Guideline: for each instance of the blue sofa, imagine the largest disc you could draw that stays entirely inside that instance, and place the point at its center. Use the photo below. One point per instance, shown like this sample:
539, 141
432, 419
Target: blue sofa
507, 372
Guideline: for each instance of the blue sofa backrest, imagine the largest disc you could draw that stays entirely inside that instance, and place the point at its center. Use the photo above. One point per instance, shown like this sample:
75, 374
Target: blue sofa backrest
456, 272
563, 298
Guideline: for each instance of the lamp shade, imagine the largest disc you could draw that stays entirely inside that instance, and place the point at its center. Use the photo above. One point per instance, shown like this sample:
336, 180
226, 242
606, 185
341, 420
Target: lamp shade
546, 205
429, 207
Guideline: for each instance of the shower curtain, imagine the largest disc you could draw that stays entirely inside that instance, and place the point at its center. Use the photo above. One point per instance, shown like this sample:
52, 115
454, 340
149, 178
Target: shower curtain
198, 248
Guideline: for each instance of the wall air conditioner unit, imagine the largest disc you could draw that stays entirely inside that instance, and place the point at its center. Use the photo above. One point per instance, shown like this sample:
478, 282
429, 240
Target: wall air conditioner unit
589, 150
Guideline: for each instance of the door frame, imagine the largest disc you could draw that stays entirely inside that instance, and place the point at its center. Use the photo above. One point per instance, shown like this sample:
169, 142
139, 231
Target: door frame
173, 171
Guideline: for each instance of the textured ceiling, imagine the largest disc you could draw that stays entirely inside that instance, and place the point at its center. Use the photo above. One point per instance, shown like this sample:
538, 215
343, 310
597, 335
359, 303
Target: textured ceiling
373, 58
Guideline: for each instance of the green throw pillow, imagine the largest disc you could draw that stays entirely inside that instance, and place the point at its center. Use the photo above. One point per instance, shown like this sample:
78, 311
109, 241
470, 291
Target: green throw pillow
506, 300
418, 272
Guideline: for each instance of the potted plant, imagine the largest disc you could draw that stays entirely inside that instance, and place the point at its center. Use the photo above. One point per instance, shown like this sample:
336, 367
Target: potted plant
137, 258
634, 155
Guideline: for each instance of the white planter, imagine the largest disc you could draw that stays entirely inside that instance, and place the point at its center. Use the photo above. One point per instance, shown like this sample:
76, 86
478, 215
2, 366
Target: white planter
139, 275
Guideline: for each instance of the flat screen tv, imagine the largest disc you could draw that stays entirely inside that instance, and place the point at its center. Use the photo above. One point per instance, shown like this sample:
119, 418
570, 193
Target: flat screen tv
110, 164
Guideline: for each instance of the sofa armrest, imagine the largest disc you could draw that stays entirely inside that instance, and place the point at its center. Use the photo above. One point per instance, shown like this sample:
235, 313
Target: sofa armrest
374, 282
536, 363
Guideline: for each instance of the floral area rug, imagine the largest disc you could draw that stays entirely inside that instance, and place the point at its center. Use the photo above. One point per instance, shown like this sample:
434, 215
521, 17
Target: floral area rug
-=-=-=-=-
Restate the records in full, keeping every word as it is.

Guideline: for each instance of the blue sofa, imagine the largest disc you could draw that stays entirely inside that instance, and place the point at its center. Use the photo below. One point per instance, shown like this sample:
539, 141
432, 419
Target: blue sofa
507, 372
Guideline: for each instance of the blue sofa backrest, imagine the largest disc you could draw that stays entirely inside that instance, and place the point at its center. Use the photo above. One point per instance, shown like this sample:
75, 374
Target: blue sofa backrest
456, 272
563, 298
Guideline: for each instance of the lamp shade, imagine the largest disc you could draw that stays entirely inside that instance, and place the point at its center. Use the photo above. One point per instance, shown like this sample:
336, 180
226, 242
606, 185
341, 420
Target: lamp shade
546, 205
429, 207
Guideline: for each instance of the shower curtain, imagine the largest disc you could draw that stays entirely inside that instance, and place the point at its center. Use the photo above. One point per instance, shown like this sample:
52, 115
454, 340
149, 178
Target: shower curtain
198, 248
Guideline: for each instance of the wall air conditioner unit, imagine the largest disc you could draw that stays entirely inside that instance, and place the point at its center. Use the photo above. One point per instance, shown like this sample:
478, 282
429, 240
Target: wall air conditioner unit
589, 150
Guideline: for each instance of the door frame, imagine the largest disc you could draw that stays entirely inside that instance, and place the point at its center. Use the photo above. One point per instance, shown like this sample:
169, 142
139, 231
Target: door frame
173, 171
Guideline: for each instance of the textured ceiling, imagine the largest disc you could draw that stays entirely inside that instance, and place the point at its center. Use the photo above. One point per instance, shown like this sample:
538, 215
343, 310
597, 335
359, 303
Target: textured ceiling
373, 58
Guideline: for each instance of the green throw pillow, imagine the largest disc you could draw that stays entirely inside that instance, and place the point at its center. Use the photo above. One point per instance, shown like this sample:
78, 311
109, 241
470, 291
Target: green throw pillow
506, 300
418, 272
Guideline: for each instance of the potted plant, imagine the largest disc you could draw that stays entirely inside that instance, and place the point at its center. Use the photo above. One point per instance, shown like this sample:
336, 367
Target: potted plant
137, 258
634, 155
Guideline: for each instance of the white planter, imagine the largest disc you could draw that stays entirely inside that instance, and place the point at its center. Use the photo above. One point per instance, shown like this sample:
76, 86
478, 215
2, 366
Target: white planter
139, 275
Guideline: for each instance of the flat screen tv, imagine the largest disc you could draw that stays entirely inside that instance, and place the point at its center. Use the photo above. One point per instance, shown like this sample:
119, 418
570, 193
Target: flat screen tv
110, 164
Guideline: for each instance of the sofa armrest, imagine the largest disc you could draw that stays entirely inside that instance, and place the point at its center. Use the photo above. One point per instance, shown like this sample:
235, 313
Target: sofa armrest
374, 282
536, 363
Guideline: for each instance of the floral area rug, imagine the largest disc you could draw that stays entirely inside that instance, and place the point at its center. Use the photo above. One point per instance, shown like this sample:
434, 215
521, 17
Target: floral area rug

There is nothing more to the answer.